--- Start of AVAILABLE DATA ---

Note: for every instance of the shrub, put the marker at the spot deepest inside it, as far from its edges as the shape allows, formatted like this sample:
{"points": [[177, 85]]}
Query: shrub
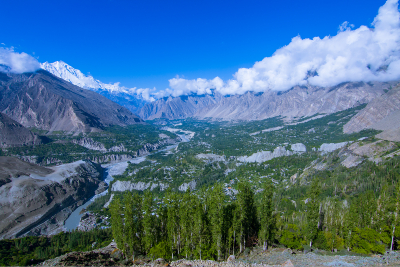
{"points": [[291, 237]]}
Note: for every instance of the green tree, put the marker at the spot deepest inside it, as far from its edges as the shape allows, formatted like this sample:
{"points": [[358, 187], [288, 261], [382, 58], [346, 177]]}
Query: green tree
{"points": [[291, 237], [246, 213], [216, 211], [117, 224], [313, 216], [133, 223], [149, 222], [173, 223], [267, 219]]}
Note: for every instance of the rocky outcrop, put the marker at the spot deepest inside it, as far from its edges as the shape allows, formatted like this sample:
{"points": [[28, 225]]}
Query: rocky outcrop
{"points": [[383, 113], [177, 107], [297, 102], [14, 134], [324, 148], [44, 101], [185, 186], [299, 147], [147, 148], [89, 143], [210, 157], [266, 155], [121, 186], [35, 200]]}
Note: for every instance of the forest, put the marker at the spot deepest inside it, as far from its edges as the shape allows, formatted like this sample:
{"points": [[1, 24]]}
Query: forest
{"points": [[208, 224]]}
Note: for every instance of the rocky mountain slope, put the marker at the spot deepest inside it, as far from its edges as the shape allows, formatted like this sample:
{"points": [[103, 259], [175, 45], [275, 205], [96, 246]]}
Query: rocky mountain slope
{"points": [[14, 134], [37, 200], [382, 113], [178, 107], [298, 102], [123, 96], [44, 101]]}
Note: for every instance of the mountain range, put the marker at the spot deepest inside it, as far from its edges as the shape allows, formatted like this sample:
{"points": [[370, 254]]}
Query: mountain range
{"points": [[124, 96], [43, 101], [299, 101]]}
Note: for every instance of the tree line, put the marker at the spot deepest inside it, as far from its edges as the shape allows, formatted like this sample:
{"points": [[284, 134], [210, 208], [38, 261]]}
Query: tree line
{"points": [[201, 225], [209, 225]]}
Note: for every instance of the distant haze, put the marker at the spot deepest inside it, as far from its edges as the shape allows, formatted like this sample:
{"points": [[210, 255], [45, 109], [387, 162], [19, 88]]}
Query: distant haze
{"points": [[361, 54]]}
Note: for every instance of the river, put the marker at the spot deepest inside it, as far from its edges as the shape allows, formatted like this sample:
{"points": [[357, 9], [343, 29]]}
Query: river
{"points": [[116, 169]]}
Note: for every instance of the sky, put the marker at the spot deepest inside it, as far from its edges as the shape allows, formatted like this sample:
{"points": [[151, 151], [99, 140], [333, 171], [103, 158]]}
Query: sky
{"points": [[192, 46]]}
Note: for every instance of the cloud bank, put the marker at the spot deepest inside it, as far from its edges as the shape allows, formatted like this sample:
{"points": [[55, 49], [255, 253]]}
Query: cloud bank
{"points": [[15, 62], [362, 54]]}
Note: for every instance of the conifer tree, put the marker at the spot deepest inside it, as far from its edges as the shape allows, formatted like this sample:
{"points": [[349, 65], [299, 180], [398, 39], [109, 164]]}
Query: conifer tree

--- End of AVAILABLE DATA ---

• **REQUIREMENTS**:
Rewrite all of the material above with "marker" swapped for "pin" everywhere, keeping everything else the same. Leave the pictures out.

• **SOLUTION**:
Note: for every instance of the shrub, put the pin at the spot deepest inside it, as far from its edges as the shape allows, formatted like this sample:
{"points": [[177, 85]]}
Query: shrub
{"points": [[291, 237]]}
Note: for every instance of the green tree, put the pin at the spot deepest inside it, as far from its edges as the shape allows, formatted like this sample:
{"points": [[358, 187], [288, 261], [382, 58], [346, 177]]}
Query: green tree
{"points": [[291, 237], [246, 213], [216, 211], [117, 224], [313, 216], [133, 223], [149, 222], [173, 223], [267, 219]]}
Note: for every instance of the rocky outcrop, put the pin at the spot deepest inside it, as far from its edges as the shape allows, formatted like this sample:
{"points": [[28, 225]]}
Query: rocky outcrop
{"points": [[383, 113], [177, 107], [297, 102], [14, 134], [324, 148], [44, 101], [185, 186], [299, 147], [147, 148], [89, 143], [210, 157], [266, 155], [121, 186], [35, 200]]}
Note: for every instance of the forest, put the pin at the spot deepest inside it, as far from its edges as the shape allows, formatted like this sample:
{"points": [[1, 24]]}
Query: forest
{"points": [[208, 224]]}
Note: for every instance of the rocky mountain slope, put the pin at the spot deepest inside it, as far from its edges as the shape allows, formatted like this sample:
{"points": [[103, 259], [175, 45], [275, 205], [96, 246]]}
Query: rocky mountain slope
{"points": [[14, 134], [37, 200], [382, 113], [178, 107], [298, 102], [123, 96], [44, 101]]}
Note: for every instance of the mountain range, put the pin at the spot deepest inside it, as far from its edges as the shape allows, formatted like this sample:
{"points": [[370, 254]]}
Query: mountain range
{"points": [[124, 96], [43, 101], [299, 101]]}
Note: for every instance of the tree line, put the pin at the spot deepest inside it, as far from its edges as the shape allows, formatted like this sample:
{"points": [[284, 134], [210, 208], [38, 261]]}
Query: tree line
{"points": [[201, 225], [209, 225]]}
Note: for every instance of the distant haze, put the pin at the spot deepest inside it, as far from its edges as the shape allows, formatted like this sample:
{"points": [[210, 255], [45, 109], [387, 162], [19, 88]]}
Query: distant haze
{"points": [[361, 54]]}
Note: for every instance of the river, put the pin at the spot deepest inside it, as far from its edges as the shape allows, formatted like this sample:
{"points": [[357, 9], [343, 29]]}
Query: river
{"points": [[116, 169]]}
Note: for every instance of the sky, put the pin at the spot deepest inside it, as far from its edges as the shape allows, formatted like this sample:
{"points": [[151, 151], [99, 140], [333, 171], [103, 158]]}
Query: sky
{"points": [[192, 46]]}
Note: for every instance of the cloud bank, put the pin at the spot deepest inside it, as far from its edges as the shape allows, formatted like this sample:
{"points": [[55, 49], [255, 253]]}
Query: cloud bank
{"points": [[15, 62], [362, 54]]}
Note: for every instance of the conifer tree, put the pin at the spot deepest inside it, as far from its edges as the shape allows, formatted like this sample:
{"points": [[349, 65], [299, 180], [398, 39], [109, 164]]}
Query: conifer tree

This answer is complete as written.